Task statement: Every record should be written out exactly, please.

Segment Start: Record set

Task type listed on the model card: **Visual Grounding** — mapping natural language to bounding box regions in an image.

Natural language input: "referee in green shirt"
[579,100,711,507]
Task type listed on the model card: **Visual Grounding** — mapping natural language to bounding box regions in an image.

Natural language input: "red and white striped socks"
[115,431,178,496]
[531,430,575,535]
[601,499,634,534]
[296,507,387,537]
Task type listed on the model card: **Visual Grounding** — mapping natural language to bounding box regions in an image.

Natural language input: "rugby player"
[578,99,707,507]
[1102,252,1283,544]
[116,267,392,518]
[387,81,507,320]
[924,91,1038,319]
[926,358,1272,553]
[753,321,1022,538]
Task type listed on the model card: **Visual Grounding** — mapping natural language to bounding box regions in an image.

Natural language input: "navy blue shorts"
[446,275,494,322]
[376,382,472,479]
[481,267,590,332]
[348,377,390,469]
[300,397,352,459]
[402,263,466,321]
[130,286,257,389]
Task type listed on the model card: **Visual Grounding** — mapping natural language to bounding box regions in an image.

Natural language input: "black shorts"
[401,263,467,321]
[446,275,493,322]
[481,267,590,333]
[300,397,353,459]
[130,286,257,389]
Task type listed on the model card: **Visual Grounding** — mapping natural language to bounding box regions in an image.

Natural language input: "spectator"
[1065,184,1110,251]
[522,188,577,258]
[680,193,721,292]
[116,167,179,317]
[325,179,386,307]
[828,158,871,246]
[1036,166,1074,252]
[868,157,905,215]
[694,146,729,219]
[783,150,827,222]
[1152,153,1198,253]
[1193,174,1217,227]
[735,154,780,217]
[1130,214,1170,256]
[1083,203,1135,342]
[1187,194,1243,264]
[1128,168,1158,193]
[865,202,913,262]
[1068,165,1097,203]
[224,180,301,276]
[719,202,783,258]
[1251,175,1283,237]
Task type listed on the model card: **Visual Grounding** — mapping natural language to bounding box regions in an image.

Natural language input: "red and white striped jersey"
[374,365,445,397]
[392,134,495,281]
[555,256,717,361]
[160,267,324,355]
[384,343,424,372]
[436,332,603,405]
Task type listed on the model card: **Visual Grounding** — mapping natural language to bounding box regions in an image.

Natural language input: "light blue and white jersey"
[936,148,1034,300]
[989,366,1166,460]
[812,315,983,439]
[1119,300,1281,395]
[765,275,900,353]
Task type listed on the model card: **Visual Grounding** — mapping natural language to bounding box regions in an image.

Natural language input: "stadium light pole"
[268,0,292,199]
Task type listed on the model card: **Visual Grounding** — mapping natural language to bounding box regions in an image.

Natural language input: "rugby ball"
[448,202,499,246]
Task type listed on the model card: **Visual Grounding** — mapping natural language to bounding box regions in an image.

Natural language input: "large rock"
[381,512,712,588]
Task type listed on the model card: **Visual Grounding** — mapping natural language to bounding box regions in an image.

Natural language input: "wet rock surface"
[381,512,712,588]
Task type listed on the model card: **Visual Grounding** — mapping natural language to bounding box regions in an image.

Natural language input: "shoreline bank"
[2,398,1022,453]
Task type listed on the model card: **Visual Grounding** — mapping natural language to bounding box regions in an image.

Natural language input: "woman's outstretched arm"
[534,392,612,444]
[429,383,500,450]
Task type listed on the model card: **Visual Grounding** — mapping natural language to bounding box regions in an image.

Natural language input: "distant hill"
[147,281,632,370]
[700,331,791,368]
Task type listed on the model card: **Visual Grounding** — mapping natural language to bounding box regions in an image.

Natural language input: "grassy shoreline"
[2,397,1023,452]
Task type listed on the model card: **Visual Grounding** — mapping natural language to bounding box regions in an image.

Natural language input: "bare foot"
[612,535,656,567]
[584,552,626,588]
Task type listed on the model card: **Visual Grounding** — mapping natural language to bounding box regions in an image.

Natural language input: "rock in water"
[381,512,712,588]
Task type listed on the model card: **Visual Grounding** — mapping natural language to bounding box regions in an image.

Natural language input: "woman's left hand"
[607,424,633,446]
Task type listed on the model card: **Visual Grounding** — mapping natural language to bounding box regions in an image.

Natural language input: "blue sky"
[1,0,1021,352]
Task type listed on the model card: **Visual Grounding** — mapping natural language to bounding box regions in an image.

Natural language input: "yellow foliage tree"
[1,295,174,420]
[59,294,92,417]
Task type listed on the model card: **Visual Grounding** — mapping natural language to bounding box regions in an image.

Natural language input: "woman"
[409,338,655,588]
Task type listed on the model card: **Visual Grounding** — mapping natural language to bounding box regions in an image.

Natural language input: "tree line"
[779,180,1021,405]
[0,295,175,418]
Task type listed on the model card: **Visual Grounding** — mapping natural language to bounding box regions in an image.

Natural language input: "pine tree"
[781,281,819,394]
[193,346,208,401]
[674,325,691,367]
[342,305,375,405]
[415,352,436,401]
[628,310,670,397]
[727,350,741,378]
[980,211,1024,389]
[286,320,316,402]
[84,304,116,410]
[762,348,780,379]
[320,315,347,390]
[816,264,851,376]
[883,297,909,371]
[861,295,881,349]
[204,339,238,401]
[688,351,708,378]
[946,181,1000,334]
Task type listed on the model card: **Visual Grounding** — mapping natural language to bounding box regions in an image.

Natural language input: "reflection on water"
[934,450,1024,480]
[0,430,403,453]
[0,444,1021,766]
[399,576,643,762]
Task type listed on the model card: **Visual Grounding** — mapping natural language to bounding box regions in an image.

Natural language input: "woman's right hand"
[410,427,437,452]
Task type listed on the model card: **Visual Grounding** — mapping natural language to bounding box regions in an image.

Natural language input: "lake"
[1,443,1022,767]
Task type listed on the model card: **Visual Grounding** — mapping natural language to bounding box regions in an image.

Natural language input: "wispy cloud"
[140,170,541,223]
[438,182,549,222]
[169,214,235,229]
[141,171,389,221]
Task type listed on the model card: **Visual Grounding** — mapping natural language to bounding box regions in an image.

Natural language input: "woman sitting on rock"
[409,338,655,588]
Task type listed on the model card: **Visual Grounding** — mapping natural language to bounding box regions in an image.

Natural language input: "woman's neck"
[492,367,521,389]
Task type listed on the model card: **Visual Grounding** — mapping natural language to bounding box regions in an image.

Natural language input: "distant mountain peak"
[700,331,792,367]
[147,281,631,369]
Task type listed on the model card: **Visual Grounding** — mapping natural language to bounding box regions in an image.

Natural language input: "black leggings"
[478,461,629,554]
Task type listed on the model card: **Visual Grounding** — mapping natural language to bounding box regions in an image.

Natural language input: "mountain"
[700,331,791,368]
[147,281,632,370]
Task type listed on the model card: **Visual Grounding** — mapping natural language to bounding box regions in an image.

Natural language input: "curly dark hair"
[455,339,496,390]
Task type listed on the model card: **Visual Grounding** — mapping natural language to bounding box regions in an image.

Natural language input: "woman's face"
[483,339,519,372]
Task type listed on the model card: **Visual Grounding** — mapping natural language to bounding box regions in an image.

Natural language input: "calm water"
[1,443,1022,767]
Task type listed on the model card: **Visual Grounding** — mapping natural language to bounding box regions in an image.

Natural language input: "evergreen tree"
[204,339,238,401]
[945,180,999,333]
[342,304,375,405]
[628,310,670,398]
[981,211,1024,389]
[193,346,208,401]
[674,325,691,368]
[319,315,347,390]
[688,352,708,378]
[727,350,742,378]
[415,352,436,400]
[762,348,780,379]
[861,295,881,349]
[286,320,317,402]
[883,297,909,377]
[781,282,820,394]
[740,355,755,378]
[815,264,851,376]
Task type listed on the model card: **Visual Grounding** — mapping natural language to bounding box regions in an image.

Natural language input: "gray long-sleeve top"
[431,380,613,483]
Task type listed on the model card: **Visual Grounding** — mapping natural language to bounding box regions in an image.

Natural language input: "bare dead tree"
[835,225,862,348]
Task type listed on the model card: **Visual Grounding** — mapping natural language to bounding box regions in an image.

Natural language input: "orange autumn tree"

Segment End: Record set

Task result:
Task type listed on the model card: **Visual Grounding** — mapping natural language to bounding box regions in an image.

Natural language input: "referee in green shirt"
[579,100,711,507]
Task type listed on the model card: **Visual Grounding** — mapping natural language to bounding box regions in an image.

Natural language input: "red and white striped socks"
[115,431,178,496]
[531,430,575,535]
[601,499,634,534]
[296,507,387,537]
Task type listed on the model card: **Visual Grounding** — mapping natural language to bounding box regions in an image.

Natural language input: "rugby player"
[578,99,707,507]
[1102,252,1283,544]
[116,267,392,518]
[387,81,507,320]
[924,91,1038,319]
[926,358,1272,553]
[753,321,1022,538]
Task type listed on the model card: **Visual Grounding** — mapping natural language to bounding box regions in an image.

Natural language input: "navy blue shorts"
[446,275,494,322]
[376,382,472,479]
[481,267,590,332]
[348,377,390,469]
[300,397,352,459]
[402,263,466,321]
[130,286,257,389]
Task type listed on the model card: **Visual Grounding** — mapping natural language to bounding box regions in an image.

Natural language input: "black shorts"
[401,263,467,321]
[446,275,493,322]
[481,267,590,333]
[300,397,353,459]
[130,286,257,389]
Task type listed on the model card: **Visual Grounding** — mapping natural language to bounding box regions in an image.

Natural language input: "spectator"
[1065,184,1110,251]
[522,188,577,258]
[680,193,721,292]
[116,167,179,317]
[325,179,386,307]
[828,158,871,246]
[1036,166,1074,252]
[868,157,905,215]
[694,146,729,219]
[783,150,827,222]
[1152,153,1198,253]
[1193,174,1217,227]
[735,154,780,217]
[1130,214,1170,256]
[1083,203,1135,342]
[1187,194,1243,264]
[1128,168,1158,193]
[865,202,913,262]
[1068,165,1097,203]
[224,180,301,276]
[719,202,783,258]
[1251,175,1283,237]
Task type listed on the model card: **Visual Grounding** — mapping natural language to bounding box regions in an image.

Natural language input: "red and white striped jersey"
[374,365,445,397]
[392,134,495,281]
[555,256,717,361]
[160,267,324,355]
[384,343,424,372]
[436,332,603,405]
Task type listed on the model card: **Visual Grounding** — mapping natural language to bounding box regions in an image.

Natural language input: "light blue and white jersey"
[936,148,1034,300]
[989,366,1166,460]
[812,315,983,439]
[1119,300,1281,395]
[765,275,900,353]
Task type listed on the model card: **Visual Grounding** — mapping natural language to bounding box regions in an image.

Natural language input: "stadium light pole"
[268,0,292,199]
Task type listed on the model card: **Visual Grounding** — mapping natural language to bounding box regions in an image.

Natural language input: "rugby ball"
[448,202,499,246]
Task type listed on the model card: **Visual Grounding** — mapping natural language to bounding box regions in an image.

Natural language input: "large rock"
[381,512,712,588]
Task type listed on the model card: **Visual Grounding** — mapping natural language to bounding box regions in an image.

Natural language input: "wet rock surface"
[381,512,712,588]
Task type listed on the model card: **Visual Grounding** — mapping natural language to bounding box regions in an image.

Natural language input: "shoreline bank"
[2,398,1022,453]
Task type listed on the model card: **Visual Grounding** — mapping natural language to bounding box regions in an image.

Natural language input: "woman's outstretched arm"
[534,392,612,444]
[429,383,500,450]
Task type listed on the model card: **Visual Grounding** — mapping natural language to bounding box regions in an image.

Natural language input: "distant hill"
[147,281,632,370]
[700,331,791,368]
Task type listed on the model card: **Visual Grounding** — mapping natural language to bounding box regions in an image.

Natural language input: "grassy shoreline"
[2,397,1023,452]
Task type listed on the model card: **Visual Grounding** — mapping natural language to bounding box regions in an image.

Natural language input: "bare foot"
[612,535,656,567]
[584,552,626,588]
Task type listed on the model card: **Visual Grounding** — mapping natural language to bounding box regions in an image.

Natural language input: "rock in water"
[381,512,712,588]
Task type listed on the model card: **Visual Grounding** — mapping natural language to bounding box regions in an image.

Natural language input: "woman's left hand"
[607,424,633,446]
Task type listed on the model card: **Visual Grounding** — mapping natural language to bounding box regions in an image.

Natural language input: "blue sky"
[1,0,1021,352]
Task type listed on the model card: **Visual Grounding** — mapping natural language to bounding box regions in an image.

Natural language input: "yellow foliage tree"
[1,295,174,420]
[59,294,92,417]
Task type listed on the model card: **Visual Grounding** — mapping natural language to bounding box regions in an image.

Natural language input: "woman"
[409,338,655,588]
Task type listed on the model card: **Visual Grounding** — mapping natural language to bounding box regions in an image.

Natural language input: "tree line"
[779,180,1021,405]
[0,295,175,418]
Task type listed on the model card: **Visual Grounding** — mapping natural language to bounding box regions in an image.

Natural language input: "pine tree"
[781,281,819,394]
[193,346,208,401]
[674,325,691,367]
[342,305,375,405]
[415,352,436,401]
[628,310,670,397]
[727,350,741,378]
[980,211,1024,389]
[286,320,316,402]
[84,304,116,410]
[762,348,780,379]
[320,315,347,390]
[816,264,851,376]
[883,297,909,371]
[861,295,881,349]
[204,339,238,401]
[688,351,708,378]
[946,181,1000,334]
Task type listed on the model card: **Visual Grounding** — mapping natural language to bounding box regions in an image.

Natural language input: "reflection on water"
[934,450,1024,480]
[0,430,403,453]
[0,444,1021,766]
[399,576,643,762]
Task type listed on the model card: **Visual Grounding** — mapping natural language to bounding box regions in an image.

Natural language input: "woman's right hand"
[410,427,437,452]
Task type listed on the model card: **Visual Grounding** — mapping natural language to bounding box regions in an image.

Natural language input: "lake"
[1,443,1022,767]
Task type listed on the model card: **Visual Grounding** — mapping natural language to bounding box regions in an image.

Natural language input: "wispy cloud"
[140,170,541,223]
[438,182,549,222]
[169,214,235,229]
[141,171,389,221]
Task type listed on the model card: **Visual Grounding** — mapping natural language to bounding box regions in an image.

Natural language input: "woman sitting on rock"
[409,338,655,588]
Task type listed on the model card: **Visual Grounding** — mapping natural language to bounding box regions in an image.

Natural language input: "woman's neck"
[492,367,521,389]
Task type listed on the model card: **Visual Grounding** — mapping natural language to bounding box regions in an image.

Natural language input: "distant mountain peak"
[700,331,792,367]
[147,281,631,369]
Task type listed on the model card: **Visual Grounding** — mapping natural language to bounding box regions in an image.

Natural language input: "black leggings"
[478,461,629,554]
Task type listed on the model card: **Visual Grounding** — mapping natural language to bounding box regions in an image.

Natural language input: "mountain"
[700,331,791,368]
[147,281,632,370]
Task type listed on the model card: **Visual Grounding** — mapping natural language to bounding box regions in an image.

Natural language input: "curly dark hair"
[455,339,496,390]
Task type listed on the model card: **Visual Grounding** — mapping natural language to bounding box regions in an image.

Natural language input: "woman's face"
[483,339,519,372]
Task type listed on the model card: **Visual Grounding** — mapping natural language to bounding box regions in an image.

Natural language input: "calm water"
[1,443,1022,767]
Task type listed on the model card: **Visual Grounding** — mapping natural language to bounding box regions in an image.

Natural language input: "evergreen tree"
[204,339,238,401]
[945,180,999,333]
[342,304,375,405]
[628,310,670,398]
[981,211,1024,389]
[193,346,208,401]
[674,325,691,368]
[319,315,347,390]
[688,352,708,378]
[727,350,742,378]
[415,352,436,400]
[762,348,780,379]
[861,295,881,349]
[286,320,317,402]
[883,297,909,377]
[781,282,820,394]
[740,355,755,378]
[815,264,851,376]
Task type listed on the model card: **Visual Grounding** — mapping natural language to bounding box regions in an image.

Natural language input: "gray long-sleeve top"
[431,380,613,483]
Task type listed on the model card: **Visual Grounding** — mapping natural language to bounding box regions in an image.

Natural language input: "bare dead tree"
[835,225,862,348]
Task type listed on the model card: **Visual Grounding** — mapping natural language to bounding box regions in an image.

Natural language input: "orange autumn tree"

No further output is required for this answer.